Task to complete =>
Copy each of the lines below word for word, without changing anything.

── Data provided

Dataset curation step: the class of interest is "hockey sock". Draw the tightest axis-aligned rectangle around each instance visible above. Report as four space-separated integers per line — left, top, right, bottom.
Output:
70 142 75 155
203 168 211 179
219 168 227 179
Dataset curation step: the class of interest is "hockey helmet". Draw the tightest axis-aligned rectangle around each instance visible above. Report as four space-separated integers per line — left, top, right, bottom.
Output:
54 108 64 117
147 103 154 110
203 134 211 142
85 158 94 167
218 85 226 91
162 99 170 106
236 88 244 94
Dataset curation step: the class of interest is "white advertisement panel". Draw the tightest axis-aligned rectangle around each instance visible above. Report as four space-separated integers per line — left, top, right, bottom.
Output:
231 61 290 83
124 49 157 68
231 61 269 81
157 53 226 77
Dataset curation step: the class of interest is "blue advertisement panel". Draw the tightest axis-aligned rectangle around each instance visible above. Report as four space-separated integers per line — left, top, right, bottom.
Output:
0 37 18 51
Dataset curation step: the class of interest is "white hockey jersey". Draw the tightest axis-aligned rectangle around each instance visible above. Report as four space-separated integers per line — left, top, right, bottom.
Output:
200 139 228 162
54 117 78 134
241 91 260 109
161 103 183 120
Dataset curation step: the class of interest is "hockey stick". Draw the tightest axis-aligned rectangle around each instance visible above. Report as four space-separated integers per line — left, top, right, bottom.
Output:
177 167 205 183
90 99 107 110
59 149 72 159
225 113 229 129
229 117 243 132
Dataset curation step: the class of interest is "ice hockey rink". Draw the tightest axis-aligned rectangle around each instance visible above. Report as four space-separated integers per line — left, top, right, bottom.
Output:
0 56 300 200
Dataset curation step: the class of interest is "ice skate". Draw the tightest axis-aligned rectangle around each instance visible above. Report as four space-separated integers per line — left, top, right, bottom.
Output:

────

Exercise solution =>
Dataset curation step: the class of interest is "hockey sock". Draw the tightest axis-aligned rectangle around each instance visible above. Report as four space-separated integers per line — left, top, right, bottom.
Output:
70 142 75 155
203 168 211 179
219 168 227 179
Dataset curation step: the class of interest is "hockey helmet". Draw the tightest axis-aligned rectangle around each instance visible above. Report as four space-separated integers per line — left, top, right, bottom.
Output:
54 108 64 117
147 103 154 110
203 134 211 142
85 158 94 167
218 85 226 91
162 99 170 106
236 88 244 94
Dataset curation step: the class of interest is "white advertisement panel". Draw the tightest axis-aligned rectangle around each instance visible above. Report as four space-separated integers per line — left, top, right, bottom.
Output:
231 61 290 83
124 49 157 68
231 61 269 81
157 53 226 77
Dataset curation step: the class of interest is "blue advertisement panel". Draw the tightest axis-aligned rectangle around each instance visible above. Report as four space-separated integers per line — left, top, right, bottom.
Output:
0 37 18 51
Dataset curation step: the class of interest is "white hockey jersey". Draw the tightest axis-aligned rectangle around each instance visible above. Report as four space-separated integers per line — left, top, right, bottom.
Output:
200 139 228 162
54 117 78 134
241 91 260 109
161 103 183 120
Dataset curation step: the class of interest is "hockey stick". Draw the tightest axis-aligned rectangle around each instance visible above. Report as four space-separated integers per line — left, top, right, bottom.
Output:
177 167 205 183
90 99 107 110
59 149 72 159
225 113 229 129
229 117 243 132
Dataset curation step: the class of interest is "ice hockey rink". Draw the tightest axis-aligned rectangle around each instance visible above. Report as four space-separated integers per line — left, top, right, bottom.
Output:
0 56 300 200
Dataset curation step: the class of interest is "ice skate". Draw the tightest axis-aligned rectangle around each instance visible above. Report as four space-separated integers per line — left, top, right, bottom.
Output:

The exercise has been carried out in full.